» **設問 A**:
次の抜粋によると、消費税問題の影響で内閣支持率はどのくらい落ちているか。

» **抜粋**:
<<<<

参院選の争点に「消費税」を採り上げた菅首相の心意気やよし。そう思っていたら、菅首相がサミット出席先のカナダ・トロントで、自民党の税率10%公約を参考に税率引き上げを検討するという自らの発言が「公約ではない」と、記者団に述べたそうだ。消費税問題が選挙戦に影を落とし、内閣支持率が10ポイントほど落ちている。これを懸念して増税トーンをややダウンする修正をはかっているのだろう。

 だが首相にはここで日和見的な態度はとってほしくはないものだ。今回の20カ国・地域首脳会議(G20サミット)の首脳宣言でも明らかになったように、先進国で際だってひどい日本の財政事情が改善するのは容易ではないと世界は見ている。だからこそ、先進国の財政再建目標(2013年までに財政赤字を半減)を日本は達成できない、と見なされ、「仕方ないから日本だけ大目に見てやる」と言われたのだ。日本だけが例外扱いになったことでホッと胸をなでおろしている場合ではない。これは屈辱的なことなのだ。今後、政策対応を誤れば世界から総スカンにあったり、市場で日本そのものが売り込まれたりするリスクも背負うことになる。そこを踏まえるなら、菅氏はみずからに課された「歴史的使命」をしっかり認識するはずだ。

>>>>

» **設問 B**:
以下の項目から、「pole」という語を含む行をすべて抜き出しなさい。

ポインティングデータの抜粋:
<<<<

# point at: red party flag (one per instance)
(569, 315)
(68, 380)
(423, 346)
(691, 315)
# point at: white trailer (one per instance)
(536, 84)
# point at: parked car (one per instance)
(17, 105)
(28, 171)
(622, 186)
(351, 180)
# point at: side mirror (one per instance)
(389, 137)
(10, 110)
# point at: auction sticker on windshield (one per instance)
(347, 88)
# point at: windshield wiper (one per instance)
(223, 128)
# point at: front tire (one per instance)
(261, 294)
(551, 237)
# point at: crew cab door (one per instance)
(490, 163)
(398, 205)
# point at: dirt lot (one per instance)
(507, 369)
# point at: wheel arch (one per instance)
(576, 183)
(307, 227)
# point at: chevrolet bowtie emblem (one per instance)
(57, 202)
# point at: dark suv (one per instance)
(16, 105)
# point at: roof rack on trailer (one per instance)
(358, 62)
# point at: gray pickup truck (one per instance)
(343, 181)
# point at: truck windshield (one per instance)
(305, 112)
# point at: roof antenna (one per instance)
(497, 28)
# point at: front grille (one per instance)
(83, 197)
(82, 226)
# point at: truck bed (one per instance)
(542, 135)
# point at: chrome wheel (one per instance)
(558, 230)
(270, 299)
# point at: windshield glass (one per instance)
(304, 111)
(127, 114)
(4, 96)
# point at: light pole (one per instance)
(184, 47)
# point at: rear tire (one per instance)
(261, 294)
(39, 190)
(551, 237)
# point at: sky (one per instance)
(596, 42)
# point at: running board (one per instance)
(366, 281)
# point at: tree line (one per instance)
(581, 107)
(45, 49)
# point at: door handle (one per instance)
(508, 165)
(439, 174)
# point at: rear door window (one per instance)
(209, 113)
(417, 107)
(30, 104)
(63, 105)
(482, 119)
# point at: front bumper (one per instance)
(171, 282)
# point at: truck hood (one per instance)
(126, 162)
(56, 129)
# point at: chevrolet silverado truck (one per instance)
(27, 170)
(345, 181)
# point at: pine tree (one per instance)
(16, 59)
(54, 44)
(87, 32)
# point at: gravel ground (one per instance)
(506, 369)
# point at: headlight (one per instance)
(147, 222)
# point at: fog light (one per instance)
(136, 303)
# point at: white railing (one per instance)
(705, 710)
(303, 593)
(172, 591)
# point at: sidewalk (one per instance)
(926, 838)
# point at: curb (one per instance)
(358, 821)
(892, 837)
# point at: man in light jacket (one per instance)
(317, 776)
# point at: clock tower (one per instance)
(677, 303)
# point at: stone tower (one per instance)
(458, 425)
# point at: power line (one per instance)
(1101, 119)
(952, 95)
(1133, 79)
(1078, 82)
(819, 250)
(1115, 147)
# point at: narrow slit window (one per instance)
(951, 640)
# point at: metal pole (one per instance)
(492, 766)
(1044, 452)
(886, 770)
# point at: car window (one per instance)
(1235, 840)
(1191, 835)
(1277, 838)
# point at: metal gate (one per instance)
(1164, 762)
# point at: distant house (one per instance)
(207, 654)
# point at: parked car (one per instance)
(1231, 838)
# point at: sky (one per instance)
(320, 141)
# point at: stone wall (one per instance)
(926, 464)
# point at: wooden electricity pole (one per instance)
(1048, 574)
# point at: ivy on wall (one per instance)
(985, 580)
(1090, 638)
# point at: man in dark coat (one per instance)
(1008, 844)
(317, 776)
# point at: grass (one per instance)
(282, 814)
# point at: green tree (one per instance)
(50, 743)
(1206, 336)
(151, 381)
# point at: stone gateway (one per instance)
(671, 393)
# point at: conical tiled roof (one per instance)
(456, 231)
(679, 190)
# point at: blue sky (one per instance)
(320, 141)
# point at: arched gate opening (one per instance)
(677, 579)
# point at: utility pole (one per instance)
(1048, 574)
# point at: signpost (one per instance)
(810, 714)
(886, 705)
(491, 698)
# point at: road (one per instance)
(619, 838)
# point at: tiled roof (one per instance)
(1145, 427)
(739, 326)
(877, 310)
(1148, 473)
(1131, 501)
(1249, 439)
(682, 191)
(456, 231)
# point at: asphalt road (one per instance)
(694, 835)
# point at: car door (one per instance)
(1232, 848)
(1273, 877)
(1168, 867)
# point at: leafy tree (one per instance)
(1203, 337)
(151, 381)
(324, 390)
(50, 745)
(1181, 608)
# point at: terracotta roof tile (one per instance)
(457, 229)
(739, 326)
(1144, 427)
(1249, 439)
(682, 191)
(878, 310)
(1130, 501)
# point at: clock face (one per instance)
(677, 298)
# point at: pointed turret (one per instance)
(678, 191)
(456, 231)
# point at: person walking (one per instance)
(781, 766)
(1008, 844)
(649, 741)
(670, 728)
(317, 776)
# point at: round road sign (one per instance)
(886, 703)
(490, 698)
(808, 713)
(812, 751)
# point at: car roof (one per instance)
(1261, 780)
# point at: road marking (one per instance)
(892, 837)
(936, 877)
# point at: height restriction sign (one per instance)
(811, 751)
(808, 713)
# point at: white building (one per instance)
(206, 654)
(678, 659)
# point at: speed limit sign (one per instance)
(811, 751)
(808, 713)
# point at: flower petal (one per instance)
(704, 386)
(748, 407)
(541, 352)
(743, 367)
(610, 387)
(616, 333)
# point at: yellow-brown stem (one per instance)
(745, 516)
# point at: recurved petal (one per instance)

>>>>

» **模範解答 A**:
10ポイントほど落ちている。

» **模範解答 B**:
# point at: light pole (one per instance)
# point at: metal pole (one per instance)
# point at: wooden electricity pole (one per instance)
# point at: utility pole (one per instance)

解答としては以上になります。